↓
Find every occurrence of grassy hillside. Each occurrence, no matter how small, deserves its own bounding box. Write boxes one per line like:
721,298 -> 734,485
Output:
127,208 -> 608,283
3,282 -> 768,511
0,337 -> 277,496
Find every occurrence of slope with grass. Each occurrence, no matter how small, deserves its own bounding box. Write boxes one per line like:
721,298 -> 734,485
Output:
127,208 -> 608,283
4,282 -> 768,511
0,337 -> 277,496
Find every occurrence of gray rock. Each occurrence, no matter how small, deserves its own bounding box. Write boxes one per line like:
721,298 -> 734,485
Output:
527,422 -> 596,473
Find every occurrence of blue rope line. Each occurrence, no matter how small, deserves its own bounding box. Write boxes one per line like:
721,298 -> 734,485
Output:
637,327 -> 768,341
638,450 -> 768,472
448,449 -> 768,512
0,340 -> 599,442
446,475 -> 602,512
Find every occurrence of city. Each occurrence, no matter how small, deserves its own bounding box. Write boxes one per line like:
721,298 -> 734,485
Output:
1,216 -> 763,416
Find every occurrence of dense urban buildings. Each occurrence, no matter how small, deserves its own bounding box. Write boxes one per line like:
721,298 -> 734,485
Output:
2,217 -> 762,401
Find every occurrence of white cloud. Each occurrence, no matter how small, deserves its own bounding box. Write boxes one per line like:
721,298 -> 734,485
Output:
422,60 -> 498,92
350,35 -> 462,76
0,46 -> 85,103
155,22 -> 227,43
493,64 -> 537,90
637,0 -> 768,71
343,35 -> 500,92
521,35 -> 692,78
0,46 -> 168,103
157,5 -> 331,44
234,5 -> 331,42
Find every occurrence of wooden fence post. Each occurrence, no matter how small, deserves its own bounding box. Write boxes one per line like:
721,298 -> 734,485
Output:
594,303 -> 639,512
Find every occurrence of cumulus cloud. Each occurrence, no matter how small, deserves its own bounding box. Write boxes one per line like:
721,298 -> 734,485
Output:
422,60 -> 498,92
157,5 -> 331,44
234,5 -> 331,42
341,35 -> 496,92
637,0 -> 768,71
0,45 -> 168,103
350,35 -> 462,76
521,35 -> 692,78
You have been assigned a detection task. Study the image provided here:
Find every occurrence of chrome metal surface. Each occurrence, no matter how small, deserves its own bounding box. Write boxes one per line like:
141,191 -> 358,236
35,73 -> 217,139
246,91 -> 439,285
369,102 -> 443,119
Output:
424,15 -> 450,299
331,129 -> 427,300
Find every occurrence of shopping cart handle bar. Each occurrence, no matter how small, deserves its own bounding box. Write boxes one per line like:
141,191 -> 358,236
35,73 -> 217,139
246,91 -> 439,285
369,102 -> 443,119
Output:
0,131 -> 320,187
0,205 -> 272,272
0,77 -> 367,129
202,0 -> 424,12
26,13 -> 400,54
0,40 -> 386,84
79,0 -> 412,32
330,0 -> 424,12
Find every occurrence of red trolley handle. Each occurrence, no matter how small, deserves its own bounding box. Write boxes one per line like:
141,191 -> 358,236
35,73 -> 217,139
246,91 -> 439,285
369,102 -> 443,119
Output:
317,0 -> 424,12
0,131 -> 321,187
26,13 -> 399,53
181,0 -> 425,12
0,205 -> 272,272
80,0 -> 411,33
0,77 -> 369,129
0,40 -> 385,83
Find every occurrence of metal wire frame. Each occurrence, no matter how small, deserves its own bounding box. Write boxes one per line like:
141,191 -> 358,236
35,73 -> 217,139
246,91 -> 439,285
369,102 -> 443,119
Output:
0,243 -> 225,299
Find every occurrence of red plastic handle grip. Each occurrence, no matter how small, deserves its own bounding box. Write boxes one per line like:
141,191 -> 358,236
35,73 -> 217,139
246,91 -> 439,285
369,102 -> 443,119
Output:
↑
▸ Work to complete:
Your task is to quote all of the data word for word.

▸ Your solution:
Find every occurrence of grassy hillside. Each occurrence, no matter how small, deserves its own bounding box. Write boxes one per line like:
721,298 -> 734,485
Output:
127,208 -> 608,283
3,282 -> 768,511
0,337 -> 277,496
Find every occurrence of slope with grass. Each occurrence, no matter how small, deserves its own bounding box. Write boxes one per line like:
721,298 -> 734,485
Output:
127,208 -> 608,283
4,282 -> 768,511
0,337 -> 277,496
Find every occurrence of gray rock. Each occurrence, no matter how small, deserves its own bounding box. Write boxes one per line like:
721,298 -> 734,485
Output:
527,422 -> 596,473
Find every occurrence of blue rope line. Each occurrence, no matter how small, deserves its own bounding box. Write boxes one per line like:
721,298 -> 734,485
Output:
637,327 -> 768,341
638,450 -> 768,472
448,449 -> 768,512
0,340 -> 599,442
446,475 -> 602,512
Find every occurrence of city. Each occurrence, no matter how small, deserves its own bounding box. Write boxes one per line like:
721,298 -> 734,485
Output:
1,216 -> 763,416
Find every occurrence of dense urban buildings. Each occurrence, no matter how small, deserves its own bounding box. Write boxes one per line like:
721,298 -> 734,485
Output:
2,217 -> 762,401
Find every occurrence of white cloud. Each occurrence, no matter how small, deserves its own bounding box. Write boxes one per line like:
721,298 -> 734,485
Output:
422,60 -> 498,92
350,35 -> 462,76
0,46 -> 85,103
155,22 -> 227,43
493,64 -> 537,90
637,0 -> 768,71
343,35 -> 500,92
521,35 -> 692,78
0,46 -> 168,103
157,5 -> 331,44
234,5 -> 331,42
Find every occurrence of wooden fence post. Each occurrence, no matter how small, deserves its own bounding box. Write boxes one per line like:
721,298 -> 734,485
Output:
594,303 -> 639,512
Find every occurrence of cumulus cloud. Each occurrence, no matter how small, deserves its own bounding box. Write boxes one per line like:
721,298 -> 734,485
Output:
422,60 -> 498,92
157,5 -> 331,44
234,5 -> 331,42
341,35 -> 496,92
637,0 -> 768,71
0,45 -> 168,103
350,35 -> 462,76
521,35 -> 692,78
You have been assigned a detection task. Study the image provided here:
Find every occurrence of chrome metal surface. Each occurrence, no matter how small, deserves its own bounding box. Write boxes one per line like:
141,191 -> 358,236
35,73 -> 217,139
246,91 -> 439,285
369,102 -> 443,119
Output:
424,15 -> 450,299
331,129 -> 427,300
Find every occurrence of shopping cart handle bar. Each occurrence, no matter how small, deserves its own bounding box. Write boxes one per line like:
141,191 -> 358,236
35,73 -> 217,139
246,91 -> 439,285
369,102 -> 443,119
Output:
0,131 -> 320,187
0,205 -> 272,272
0,77 -> 367,129
202,0 -> 424,12
26,13 -> 400,54
0,40 -> 386,84
79,0 -> 412,32
330,0 -> 424,12
Find every occurrence of red trolley handle. Each occurrence, no matter how small, deserves its own bounding box. Write boxes one per line like:
141,191 -> 358,236
35,73 -> 217,139
246,91 -> 439,285
369,102 -> 443,119
Output:
317,0 -> 424,12
0,131 -> 321,187
26,13 -> 399,53
181,0 -> 425,12
0,205 -> 272,272
80,0 -> 411,33
0,77 -> 369,129
0,40 -> 385,83
Find every occurrence of metal wire frame. Each occurrence, no matter how small, deserves its own bounding box. Write boxes one per line like:
141,191 -> 358,236
35,73 -> 217,139
246,91 -> 439,285
369,102 -> 443,119
Output:
0,243 -> 225,299
Find every occurrence of red plastic handle grip. Each occurrence, no matter how small, deserves its own bounding box. Write boxes one per line like:
141,191 -> 358,236
35,73 -> 217,139
246,91 -> 439,285
369,102 -> 443,119
Output:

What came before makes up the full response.